### Set task
Convert part of the listing below into a Markdown table with the columns Row and Entry, numbering each line and leaving out blank lines. Begin at the line that has "Each instance of the white trailer" and stop after the line that has "[(218, 328), (11, 227), (470, 310)]".

### Source records
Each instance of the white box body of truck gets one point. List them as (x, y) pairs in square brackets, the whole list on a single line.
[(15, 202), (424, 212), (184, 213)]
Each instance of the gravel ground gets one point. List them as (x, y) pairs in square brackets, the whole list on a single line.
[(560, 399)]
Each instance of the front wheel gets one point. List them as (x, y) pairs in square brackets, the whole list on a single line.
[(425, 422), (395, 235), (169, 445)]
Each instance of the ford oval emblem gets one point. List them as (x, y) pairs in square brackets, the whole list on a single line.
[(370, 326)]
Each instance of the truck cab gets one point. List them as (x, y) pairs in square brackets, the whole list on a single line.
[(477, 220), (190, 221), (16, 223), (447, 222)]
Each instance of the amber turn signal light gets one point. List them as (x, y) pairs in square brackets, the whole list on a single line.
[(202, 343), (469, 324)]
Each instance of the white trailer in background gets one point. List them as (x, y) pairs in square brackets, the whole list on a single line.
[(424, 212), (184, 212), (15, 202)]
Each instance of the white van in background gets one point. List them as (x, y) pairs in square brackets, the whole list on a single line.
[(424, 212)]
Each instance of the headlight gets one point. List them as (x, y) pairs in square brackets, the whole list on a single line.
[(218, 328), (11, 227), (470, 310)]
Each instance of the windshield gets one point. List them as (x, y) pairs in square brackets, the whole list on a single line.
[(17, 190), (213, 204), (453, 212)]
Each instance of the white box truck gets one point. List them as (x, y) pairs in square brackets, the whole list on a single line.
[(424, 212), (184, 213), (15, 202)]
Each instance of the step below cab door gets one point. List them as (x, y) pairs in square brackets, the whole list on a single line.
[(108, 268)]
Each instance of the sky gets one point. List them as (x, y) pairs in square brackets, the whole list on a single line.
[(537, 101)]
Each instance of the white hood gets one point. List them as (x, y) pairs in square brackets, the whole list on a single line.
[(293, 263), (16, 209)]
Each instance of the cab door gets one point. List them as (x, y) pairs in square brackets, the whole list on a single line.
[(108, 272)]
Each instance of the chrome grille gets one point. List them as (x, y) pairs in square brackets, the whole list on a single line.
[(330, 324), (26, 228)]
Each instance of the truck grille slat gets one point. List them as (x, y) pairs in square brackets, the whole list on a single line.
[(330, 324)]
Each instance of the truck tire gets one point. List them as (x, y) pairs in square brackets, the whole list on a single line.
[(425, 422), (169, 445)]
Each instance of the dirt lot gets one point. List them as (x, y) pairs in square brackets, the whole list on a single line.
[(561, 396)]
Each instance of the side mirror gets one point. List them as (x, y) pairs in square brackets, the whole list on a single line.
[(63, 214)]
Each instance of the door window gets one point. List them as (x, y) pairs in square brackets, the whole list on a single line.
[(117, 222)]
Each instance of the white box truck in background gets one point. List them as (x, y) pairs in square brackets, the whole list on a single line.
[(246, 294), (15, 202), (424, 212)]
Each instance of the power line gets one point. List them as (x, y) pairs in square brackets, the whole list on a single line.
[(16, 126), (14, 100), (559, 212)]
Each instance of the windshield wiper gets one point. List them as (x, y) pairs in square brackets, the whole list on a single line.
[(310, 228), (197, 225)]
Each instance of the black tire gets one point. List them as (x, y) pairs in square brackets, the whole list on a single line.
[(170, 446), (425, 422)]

### Response below
| Row | Entry |
|---|---|
| 1 | Each instance of the white trailer in background gets one point. List them as (x, y) pairs in square brackets, the whole list on a single line. |
| 2 | [(424, 212), (184, 212), (15, 202)] |
| 3 | Each instance of the white van in background gets one point. List them as (x, y) pairs in square brackets, the whole list on a single line. |
| 4 | [(424, 212)] |
| 5 | Each instance of the headlight gets one point. List them as (x, y) pairs in square brackets, the whole list on a single line. |
| 6 | [(218, 328), (11, 227), (470, 310)] |